■ Trecho ■
------
A versão que a maioria dos ouvintes em todo o mundo conhece foi finalizada pelo produtor Phil Spector. Para ódio de John Lennon, que acusaria Paul de tê-la deliberadamente arruinado o processo de gravação da música. “Ninguém estava me apoiando ou me ajudando com isso, mas passávamos horas fazendo uma pequena limpeza em detalhes nas canções de Paul. Quando se tratava de uma canção minha, de alguma forma aquela atmosfera de liberdade e casualidade — ‘Vamos tentar alguns experimentos’, repetia Paul — viria. Foi sabotagem subconsciente”. Lennon não estava mentindo. A versão mais bonita da canção só ganharia existência em 2003, quando Paul McCartney supervisionou o lançamento de “Let It Be… Naked”, despojado das acréscimos de Phil Spector. A versão de “Across the universe” surge sem o coro e as cordas do lançamento original, e a voz de Lennon soa melhor, mais clara e envolvente. Pena que ele não estava vivo para ouvir essa melhor versão de sua obra.
------
■ Material ■
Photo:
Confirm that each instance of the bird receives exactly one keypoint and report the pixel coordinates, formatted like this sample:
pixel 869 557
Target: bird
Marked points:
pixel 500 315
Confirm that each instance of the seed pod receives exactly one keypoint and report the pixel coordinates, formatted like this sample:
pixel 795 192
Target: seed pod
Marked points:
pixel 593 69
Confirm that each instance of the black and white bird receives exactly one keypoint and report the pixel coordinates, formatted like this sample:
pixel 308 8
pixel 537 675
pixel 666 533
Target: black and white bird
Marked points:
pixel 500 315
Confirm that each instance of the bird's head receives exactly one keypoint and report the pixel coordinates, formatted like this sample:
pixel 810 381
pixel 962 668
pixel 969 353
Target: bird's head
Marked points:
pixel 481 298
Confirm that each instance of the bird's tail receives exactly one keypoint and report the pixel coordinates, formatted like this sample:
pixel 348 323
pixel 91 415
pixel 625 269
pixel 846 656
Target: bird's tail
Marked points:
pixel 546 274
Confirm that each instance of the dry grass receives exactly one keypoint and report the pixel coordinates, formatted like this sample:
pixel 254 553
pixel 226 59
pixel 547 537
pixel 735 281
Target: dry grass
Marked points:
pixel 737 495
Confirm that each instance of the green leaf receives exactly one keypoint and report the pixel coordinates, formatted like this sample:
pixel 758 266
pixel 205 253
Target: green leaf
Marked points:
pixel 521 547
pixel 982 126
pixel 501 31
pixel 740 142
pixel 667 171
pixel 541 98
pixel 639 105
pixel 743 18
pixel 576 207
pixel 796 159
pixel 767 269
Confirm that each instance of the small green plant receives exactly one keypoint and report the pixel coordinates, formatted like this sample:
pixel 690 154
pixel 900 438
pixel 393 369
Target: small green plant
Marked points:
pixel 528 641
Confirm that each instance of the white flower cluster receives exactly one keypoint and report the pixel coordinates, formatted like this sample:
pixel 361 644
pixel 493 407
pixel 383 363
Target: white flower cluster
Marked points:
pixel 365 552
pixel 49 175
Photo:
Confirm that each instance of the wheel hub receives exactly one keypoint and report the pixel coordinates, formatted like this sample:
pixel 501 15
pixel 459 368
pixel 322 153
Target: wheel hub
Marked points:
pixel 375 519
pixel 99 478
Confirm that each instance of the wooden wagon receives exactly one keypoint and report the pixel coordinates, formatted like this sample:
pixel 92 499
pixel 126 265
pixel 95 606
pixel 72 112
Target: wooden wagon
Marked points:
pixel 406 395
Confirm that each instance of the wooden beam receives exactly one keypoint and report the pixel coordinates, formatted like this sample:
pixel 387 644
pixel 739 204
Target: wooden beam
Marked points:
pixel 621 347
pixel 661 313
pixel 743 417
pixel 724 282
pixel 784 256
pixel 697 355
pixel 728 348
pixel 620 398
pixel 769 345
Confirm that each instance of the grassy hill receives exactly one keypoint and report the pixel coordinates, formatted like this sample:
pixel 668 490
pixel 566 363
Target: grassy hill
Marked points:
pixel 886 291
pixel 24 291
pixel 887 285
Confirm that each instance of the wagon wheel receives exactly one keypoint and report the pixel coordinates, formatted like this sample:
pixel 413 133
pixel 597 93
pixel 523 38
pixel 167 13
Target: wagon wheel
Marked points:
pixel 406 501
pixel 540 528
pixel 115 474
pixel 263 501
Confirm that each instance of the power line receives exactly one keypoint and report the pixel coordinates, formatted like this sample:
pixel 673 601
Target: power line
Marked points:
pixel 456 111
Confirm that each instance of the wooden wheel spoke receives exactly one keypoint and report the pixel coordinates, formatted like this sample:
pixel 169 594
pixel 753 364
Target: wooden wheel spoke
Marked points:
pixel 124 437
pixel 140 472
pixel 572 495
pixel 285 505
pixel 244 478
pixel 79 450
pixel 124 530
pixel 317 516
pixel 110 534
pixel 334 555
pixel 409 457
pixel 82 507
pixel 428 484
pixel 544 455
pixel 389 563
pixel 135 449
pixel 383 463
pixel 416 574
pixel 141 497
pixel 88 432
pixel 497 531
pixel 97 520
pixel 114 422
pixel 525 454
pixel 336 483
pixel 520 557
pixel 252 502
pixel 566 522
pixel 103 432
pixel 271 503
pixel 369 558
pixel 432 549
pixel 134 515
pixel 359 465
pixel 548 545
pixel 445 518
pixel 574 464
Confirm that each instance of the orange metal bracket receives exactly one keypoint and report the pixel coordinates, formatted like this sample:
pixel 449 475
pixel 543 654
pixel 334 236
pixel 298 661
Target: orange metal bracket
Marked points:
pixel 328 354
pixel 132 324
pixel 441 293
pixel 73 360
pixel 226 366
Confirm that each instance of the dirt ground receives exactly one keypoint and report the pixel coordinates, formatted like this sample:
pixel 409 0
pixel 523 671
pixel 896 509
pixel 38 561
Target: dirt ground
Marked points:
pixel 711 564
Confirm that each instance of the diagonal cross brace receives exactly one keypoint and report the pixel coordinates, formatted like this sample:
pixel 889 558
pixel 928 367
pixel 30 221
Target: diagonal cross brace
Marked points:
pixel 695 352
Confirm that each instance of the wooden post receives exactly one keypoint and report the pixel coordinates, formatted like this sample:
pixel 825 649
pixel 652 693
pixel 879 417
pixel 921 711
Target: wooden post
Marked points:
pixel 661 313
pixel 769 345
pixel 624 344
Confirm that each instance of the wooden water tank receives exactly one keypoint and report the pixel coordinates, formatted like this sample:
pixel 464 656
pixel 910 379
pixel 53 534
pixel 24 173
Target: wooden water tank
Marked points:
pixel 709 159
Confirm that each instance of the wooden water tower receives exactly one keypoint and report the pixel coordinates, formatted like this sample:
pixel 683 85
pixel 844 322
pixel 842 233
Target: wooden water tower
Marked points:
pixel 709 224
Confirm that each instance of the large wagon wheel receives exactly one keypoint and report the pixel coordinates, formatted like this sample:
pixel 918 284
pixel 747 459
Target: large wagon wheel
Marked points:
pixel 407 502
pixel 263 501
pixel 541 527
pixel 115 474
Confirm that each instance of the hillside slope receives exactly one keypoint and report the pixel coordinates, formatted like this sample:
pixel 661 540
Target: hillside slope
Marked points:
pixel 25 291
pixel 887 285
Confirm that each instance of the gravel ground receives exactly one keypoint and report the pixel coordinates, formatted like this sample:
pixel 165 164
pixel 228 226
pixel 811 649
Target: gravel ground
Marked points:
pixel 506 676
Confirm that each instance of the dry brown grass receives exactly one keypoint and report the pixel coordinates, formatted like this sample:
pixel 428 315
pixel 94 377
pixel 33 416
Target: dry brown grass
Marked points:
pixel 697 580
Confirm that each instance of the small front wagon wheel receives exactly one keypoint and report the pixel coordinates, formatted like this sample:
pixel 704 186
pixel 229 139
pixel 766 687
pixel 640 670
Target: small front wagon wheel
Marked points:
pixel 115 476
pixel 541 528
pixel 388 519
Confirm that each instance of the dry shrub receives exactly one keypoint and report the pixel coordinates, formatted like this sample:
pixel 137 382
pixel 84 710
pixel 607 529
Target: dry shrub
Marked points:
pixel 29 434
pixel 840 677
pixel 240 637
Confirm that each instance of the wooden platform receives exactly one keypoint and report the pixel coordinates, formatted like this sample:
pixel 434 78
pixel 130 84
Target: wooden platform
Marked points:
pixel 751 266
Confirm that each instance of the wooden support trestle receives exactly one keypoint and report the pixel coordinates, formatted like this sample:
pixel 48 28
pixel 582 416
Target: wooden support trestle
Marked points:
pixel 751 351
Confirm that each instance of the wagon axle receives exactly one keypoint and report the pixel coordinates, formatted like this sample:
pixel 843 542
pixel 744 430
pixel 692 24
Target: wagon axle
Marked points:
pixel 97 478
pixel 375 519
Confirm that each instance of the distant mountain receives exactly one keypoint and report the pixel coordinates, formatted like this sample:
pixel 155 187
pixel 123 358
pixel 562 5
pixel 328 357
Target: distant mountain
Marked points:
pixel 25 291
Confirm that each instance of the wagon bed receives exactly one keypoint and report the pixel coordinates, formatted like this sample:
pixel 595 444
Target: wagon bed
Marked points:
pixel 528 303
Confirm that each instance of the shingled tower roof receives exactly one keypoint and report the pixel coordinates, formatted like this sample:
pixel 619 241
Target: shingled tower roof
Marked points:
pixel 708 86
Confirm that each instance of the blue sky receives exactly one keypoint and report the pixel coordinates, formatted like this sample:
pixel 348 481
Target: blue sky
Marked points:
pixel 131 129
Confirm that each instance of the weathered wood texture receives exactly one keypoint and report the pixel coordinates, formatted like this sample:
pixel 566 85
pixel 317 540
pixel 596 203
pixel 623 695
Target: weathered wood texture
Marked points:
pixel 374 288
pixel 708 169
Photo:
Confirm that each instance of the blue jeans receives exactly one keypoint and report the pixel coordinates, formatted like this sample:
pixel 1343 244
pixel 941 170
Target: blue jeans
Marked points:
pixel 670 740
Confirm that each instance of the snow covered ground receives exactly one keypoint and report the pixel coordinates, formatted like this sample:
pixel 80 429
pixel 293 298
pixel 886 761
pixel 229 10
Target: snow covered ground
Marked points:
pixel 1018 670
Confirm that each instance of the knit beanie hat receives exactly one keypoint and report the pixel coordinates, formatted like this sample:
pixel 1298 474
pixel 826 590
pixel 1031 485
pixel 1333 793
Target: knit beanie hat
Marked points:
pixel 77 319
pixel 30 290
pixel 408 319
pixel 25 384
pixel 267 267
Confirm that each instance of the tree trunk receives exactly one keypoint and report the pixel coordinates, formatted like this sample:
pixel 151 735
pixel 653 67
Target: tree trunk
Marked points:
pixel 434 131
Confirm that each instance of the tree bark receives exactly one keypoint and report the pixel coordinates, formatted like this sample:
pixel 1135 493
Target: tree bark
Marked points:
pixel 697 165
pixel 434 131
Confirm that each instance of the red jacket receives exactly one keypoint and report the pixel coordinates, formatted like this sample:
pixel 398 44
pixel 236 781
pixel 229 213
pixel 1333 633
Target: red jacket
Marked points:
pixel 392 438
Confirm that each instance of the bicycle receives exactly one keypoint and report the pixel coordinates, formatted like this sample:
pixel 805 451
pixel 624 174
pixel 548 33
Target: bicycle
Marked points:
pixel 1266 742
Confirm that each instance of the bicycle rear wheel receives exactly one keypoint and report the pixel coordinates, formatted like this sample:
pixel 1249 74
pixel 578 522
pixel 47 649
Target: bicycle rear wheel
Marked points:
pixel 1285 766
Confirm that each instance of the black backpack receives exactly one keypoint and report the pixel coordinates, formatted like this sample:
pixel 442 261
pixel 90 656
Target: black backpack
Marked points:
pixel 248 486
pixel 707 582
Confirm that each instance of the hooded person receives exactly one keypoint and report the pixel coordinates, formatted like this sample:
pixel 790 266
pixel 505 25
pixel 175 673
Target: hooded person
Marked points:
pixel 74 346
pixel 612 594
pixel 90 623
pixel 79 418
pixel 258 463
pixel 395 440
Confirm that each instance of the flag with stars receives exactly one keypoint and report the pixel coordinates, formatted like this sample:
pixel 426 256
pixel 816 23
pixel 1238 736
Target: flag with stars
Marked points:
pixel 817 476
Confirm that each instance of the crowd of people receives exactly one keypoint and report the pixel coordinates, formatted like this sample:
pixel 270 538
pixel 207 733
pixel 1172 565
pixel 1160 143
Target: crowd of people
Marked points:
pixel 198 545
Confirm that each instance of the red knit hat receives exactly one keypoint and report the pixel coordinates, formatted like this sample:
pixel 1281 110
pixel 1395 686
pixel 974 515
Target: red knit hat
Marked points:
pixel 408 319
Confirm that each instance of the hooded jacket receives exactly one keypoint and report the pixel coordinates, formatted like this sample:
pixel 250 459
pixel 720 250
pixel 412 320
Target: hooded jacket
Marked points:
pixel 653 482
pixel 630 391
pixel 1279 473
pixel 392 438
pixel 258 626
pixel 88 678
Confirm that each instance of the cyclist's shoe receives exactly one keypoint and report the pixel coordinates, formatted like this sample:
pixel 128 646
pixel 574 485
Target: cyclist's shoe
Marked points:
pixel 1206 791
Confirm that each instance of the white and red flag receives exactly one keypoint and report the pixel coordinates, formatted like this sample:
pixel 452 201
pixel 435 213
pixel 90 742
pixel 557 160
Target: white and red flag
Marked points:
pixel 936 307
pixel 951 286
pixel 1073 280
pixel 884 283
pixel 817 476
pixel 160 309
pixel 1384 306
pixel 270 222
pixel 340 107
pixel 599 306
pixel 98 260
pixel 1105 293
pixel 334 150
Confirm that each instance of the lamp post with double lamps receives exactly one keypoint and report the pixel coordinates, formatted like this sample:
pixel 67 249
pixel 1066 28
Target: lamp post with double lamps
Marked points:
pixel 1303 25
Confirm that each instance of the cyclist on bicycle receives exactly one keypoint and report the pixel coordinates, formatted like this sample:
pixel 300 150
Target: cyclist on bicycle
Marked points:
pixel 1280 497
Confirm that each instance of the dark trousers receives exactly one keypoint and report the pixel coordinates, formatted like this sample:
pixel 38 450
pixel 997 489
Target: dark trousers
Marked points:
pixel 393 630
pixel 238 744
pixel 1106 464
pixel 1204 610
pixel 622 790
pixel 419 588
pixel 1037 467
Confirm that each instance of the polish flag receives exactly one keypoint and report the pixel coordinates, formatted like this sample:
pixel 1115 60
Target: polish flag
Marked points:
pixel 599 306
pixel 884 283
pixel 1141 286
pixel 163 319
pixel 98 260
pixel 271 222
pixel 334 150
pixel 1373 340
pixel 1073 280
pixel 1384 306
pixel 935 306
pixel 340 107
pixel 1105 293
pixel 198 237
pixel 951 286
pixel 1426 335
------
■ Enunciado ■
Indique se cada afirmação abaixo concorda com o trecho. Responda sim ou não e transcreva as palavras do trecho que decidem a questão. 1. A versão mais conhecida pelos ouvintes no mundo todo foi finalizada por Phil Spector. 2. Na versão supervisionada em 2003, "Across the universe" mantém o coro e as cordas do lançamento original. 3. John Lennon chegou a ouvir a versão de 2003 de sua canção.

■ Resolução ■
1. Sim: "A versão que a maioria dos ouvintes em todo o mundo conhece foi finalizada pelo produtor Phil Spector."
2. Não: "A versão de “Across the universe” surge sem o coro e as cordas do lançamento original"
3. Não: "Pena que ele não estava vivo para ouvir essa melhor versão de sua obra."